According to the passage on memes, why isn't the 1921 Judge Magazine image technically considered a meme?

§ Given passage
━━━━━━

At this point, most of us are familiar with what the word 'meme' means. In 1976, Richard Dawkins called it "ideas that spread from brain to brain." In today's Internet culture, that's especially apt because memes tend to spread like wildfire on different social media platforms. The more accurate description for today would perhaps be that the ideas spread from device to device.
The first example of what memes look like is an image from the Judge Magazine issue in 1921. It's the original "Expectations vs. Reality" type of picture. Yet people don't consider it to technically be a meme. Why? Because it didn't have the virality aspect. For a picture, a video, or a quote to become a meme, people have to copy it and share it.
Nowadays, what we consider to be memes is so widely known that even a non-chronically online person would know them. There probably isn't a young person who wouldn't recognize Drake gesturing 'nuh-uh' from his "Hotline Bling" video or that screenshot from an anime with the butterfly with the caption "Is this [blank]?"
Yet, it is a sort of secret language. More niche memes allow individuals with similar interests to communicate things others might not know about. One person could be well-versed in philosophy memes but know absolutely nothing when they see a Formula 1 meme.
Linguist Rebecca Garcia claims that memes are not so much a language of their own but a graphic form of speech. "Just as language and writing is a form of communication, so are memes. Even though these images incorporate only short written messages, they’re usually understood by the receiver or audience."
Memes don't represent the way we write. They're an expression of how we talk. The way we speak is more informal than how we express ourselves in writing. "We mirror our speech patterns in memes. Therefore, when we communicate with memes, we are communicating with a graphic form of speech," Garcia writes in her Public Linguist blog.
We tend to communicate through pictures on social media more than with words. We send GIFs, emojis, and, of course, memes. But with memes, it's not about the image itself. In 2015, researcher Walter Jose Castañeda concluded in his study that the meme image is what matters, not the image in the meme. "[Memes] obviate any relationship that their components may have with the image from which they originate," he wrote.
When someone sends you a meme with a tearful cat, the conversation doesn't actually have anything to do with cats. The text and the context of the conversation seemingly have nothing in common with the cat picture. But when put together, they make up a complete composition and we get its meaning.

━━━━━━

Items stored from a collection:
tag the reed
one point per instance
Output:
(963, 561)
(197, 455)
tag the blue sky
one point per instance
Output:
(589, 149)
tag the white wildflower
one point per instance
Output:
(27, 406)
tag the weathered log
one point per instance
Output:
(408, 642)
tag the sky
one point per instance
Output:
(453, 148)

━━━━━━

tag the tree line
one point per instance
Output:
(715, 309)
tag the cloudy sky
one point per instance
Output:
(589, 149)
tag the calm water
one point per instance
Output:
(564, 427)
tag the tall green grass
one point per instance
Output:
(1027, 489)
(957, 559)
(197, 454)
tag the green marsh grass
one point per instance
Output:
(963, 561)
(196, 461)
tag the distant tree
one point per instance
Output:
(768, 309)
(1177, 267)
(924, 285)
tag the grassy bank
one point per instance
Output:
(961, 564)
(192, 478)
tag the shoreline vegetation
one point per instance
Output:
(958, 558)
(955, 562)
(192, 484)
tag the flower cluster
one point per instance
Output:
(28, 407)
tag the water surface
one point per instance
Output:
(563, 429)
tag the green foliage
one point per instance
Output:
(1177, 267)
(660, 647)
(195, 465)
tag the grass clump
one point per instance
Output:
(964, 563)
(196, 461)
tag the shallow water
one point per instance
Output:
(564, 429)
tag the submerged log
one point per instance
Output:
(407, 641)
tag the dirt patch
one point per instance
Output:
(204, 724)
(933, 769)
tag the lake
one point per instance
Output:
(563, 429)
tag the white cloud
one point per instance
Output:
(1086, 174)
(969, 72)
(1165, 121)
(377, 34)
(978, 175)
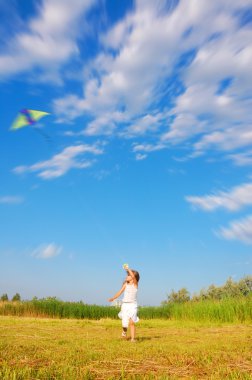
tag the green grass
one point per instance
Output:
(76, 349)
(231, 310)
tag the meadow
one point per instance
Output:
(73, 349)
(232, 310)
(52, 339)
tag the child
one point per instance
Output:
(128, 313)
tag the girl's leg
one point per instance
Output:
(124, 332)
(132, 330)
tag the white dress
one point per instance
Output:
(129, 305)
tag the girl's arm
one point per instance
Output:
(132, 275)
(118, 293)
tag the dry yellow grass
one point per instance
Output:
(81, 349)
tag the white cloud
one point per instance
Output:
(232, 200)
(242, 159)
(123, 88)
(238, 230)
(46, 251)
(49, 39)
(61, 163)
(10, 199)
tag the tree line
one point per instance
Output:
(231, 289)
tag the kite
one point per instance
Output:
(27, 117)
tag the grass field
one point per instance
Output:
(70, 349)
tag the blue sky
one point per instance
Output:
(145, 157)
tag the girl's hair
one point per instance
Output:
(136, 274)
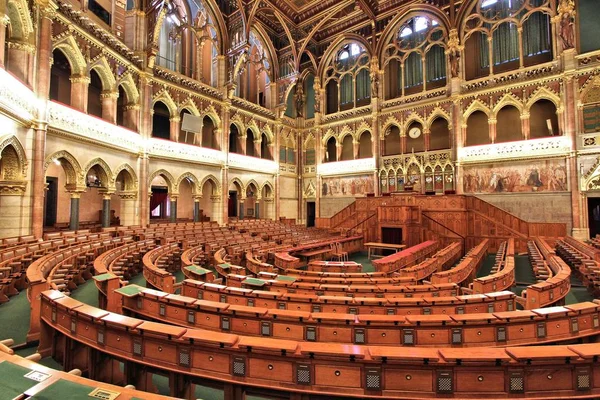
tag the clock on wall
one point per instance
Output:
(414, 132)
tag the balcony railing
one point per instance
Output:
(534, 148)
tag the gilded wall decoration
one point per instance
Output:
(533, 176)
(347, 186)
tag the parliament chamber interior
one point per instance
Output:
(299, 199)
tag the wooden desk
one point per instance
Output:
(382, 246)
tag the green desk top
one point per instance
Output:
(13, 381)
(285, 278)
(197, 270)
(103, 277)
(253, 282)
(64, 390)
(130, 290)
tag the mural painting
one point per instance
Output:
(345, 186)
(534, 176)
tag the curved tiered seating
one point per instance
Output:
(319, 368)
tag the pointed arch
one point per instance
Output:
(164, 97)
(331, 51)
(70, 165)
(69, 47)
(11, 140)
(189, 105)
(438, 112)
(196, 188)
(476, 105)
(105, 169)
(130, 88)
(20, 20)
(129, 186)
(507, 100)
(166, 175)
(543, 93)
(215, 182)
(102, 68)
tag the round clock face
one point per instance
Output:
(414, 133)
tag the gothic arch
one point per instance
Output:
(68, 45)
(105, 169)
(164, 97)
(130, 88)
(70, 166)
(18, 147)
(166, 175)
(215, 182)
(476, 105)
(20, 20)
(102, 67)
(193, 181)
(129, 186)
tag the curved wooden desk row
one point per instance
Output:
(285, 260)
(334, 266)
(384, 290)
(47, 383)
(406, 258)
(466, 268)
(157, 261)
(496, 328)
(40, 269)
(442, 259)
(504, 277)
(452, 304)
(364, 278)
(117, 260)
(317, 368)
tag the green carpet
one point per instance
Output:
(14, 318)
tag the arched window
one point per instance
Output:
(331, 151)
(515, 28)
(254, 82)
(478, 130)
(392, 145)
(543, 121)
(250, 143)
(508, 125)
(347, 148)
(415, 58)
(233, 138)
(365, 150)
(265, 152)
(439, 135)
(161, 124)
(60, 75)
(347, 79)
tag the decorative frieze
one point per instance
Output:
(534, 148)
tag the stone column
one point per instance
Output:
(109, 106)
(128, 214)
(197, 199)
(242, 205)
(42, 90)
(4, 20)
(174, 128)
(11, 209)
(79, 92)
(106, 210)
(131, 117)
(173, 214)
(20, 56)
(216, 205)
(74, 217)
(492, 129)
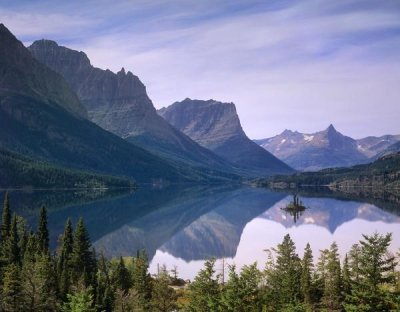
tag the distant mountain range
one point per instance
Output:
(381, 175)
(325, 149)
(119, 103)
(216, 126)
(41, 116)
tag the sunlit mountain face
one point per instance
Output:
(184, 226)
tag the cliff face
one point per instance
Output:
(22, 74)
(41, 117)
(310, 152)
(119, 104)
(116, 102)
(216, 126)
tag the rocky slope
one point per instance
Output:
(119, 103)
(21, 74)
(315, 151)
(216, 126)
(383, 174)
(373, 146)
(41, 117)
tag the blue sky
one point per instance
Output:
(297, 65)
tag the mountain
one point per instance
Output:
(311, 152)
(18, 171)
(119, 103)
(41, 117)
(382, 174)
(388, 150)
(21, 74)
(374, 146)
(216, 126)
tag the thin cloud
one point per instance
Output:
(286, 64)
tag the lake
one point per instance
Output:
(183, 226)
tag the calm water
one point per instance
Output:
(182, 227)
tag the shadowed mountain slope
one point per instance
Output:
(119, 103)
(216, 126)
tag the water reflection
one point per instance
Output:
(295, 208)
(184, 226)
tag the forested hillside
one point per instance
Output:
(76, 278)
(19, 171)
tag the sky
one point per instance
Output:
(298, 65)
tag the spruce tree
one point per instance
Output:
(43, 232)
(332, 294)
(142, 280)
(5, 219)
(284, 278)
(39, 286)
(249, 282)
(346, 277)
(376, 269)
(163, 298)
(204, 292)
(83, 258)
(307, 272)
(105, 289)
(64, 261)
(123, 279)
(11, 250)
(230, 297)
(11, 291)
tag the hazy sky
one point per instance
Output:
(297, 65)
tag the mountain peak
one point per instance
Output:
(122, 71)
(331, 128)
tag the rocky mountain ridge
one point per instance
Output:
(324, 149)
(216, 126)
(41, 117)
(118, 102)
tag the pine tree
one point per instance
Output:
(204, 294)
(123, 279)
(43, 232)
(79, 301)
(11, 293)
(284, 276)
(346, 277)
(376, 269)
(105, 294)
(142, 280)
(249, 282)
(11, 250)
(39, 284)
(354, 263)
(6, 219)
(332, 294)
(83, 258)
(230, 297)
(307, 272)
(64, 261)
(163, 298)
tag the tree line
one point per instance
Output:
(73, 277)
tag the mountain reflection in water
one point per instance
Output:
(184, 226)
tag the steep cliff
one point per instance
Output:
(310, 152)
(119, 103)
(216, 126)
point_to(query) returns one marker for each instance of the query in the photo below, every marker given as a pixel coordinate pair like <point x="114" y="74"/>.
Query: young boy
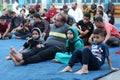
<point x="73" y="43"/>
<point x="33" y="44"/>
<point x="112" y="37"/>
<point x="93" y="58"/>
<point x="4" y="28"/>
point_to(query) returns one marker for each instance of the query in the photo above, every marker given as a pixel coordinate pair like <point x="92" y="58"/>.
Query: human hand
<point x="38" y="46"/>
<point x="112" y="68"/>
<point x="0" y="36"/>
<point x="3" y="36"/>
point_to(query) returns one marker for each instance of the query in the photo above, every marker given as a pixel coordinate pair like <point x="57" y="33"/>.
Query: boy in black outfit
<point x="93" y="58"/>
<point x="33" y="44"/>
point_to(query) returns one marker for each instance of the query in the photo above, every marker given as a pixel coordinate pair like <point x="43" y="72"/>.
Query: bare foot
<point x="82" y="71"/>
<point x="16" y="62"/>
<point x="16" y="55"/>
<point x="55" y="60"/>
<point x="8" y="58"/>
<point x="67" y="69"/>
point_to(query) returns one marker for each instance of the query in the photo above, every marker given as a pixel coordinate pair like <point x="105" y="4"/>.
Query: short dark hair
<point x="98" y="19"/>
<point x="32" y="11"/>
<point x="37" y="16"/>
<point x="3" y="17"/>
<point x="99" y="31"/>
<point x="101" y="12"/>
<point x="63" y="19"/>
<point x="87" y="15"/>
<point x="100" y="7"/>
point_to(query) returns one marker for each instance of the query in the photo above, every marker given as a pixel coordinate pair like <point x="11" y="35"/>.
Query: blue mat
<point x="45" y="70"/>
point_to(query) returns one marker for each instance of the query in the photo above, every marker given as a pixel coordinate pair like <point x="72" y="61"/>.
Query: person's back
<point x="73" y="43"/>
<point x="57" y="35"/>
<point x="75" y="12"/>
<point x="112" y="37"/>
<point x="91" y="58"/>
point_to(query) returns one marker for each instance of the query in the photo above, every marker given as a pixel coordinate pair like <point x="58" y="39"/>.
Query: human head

━━━━━━

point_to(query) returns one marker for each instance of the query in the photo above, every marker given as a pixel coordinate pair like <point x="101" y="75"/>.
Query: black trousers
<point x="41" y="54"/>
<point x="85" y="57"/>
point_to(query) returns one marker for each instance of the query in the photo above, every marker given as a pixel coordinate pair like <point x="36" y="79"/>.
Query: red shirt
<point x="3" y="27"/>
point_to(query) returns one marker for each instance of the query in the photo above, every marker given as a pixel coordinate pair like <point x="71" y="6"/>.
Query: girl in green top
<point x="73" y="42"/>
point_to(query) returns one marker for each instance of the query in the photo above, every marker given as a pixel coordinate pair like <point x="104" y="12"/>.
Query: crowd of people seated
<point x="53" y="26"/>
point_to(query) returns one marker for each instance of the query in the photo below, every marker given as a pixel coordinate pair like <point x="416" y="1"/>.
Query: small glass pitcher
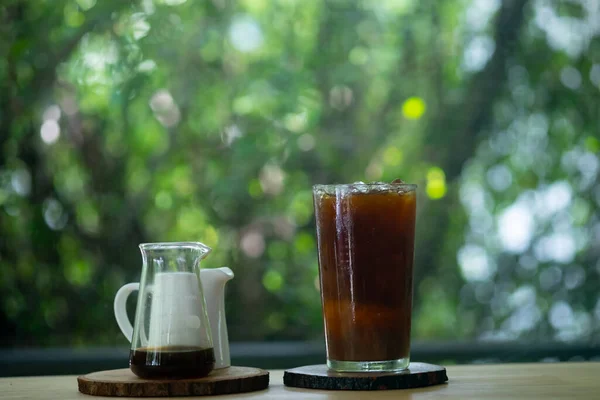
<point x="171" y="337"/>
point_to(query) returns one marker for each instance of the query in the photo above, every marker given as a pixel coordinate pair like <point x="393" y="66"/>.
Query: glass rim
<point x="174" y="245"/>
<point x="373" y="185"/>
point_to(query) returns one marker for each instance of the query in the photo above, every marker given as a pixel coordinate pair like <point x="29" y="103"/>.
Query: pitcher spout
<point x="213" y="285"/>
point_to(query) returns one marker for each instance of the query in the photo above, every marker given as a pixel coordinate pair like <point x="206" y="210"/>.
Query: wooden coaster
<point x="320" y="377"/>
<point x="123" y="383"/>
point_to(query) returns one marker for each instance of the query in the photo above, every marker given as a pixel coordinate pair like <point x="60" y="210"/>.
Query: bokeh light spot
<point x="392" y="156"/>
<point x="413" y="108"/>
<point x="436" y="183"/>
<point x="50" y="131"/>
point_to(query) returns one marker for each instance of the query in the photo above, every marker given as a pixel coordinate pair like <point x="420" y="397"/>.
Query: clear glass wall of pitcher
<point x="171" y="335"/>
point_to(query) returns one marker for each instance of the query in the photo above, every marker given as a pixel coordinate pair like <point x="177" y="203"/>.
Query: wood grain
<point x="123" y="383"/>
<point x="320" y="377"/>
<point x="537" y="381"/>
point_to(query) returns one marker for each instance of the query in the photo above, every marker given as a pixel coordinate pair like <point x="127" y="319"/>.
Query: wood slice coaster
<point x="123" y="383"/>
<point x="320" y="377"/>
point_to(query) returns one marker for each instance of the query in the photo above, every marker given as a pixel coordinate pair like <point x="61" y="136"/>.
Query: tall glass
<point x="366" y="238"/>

━━━━━━

§ Reply to the exercise
It lacked the virality aspect.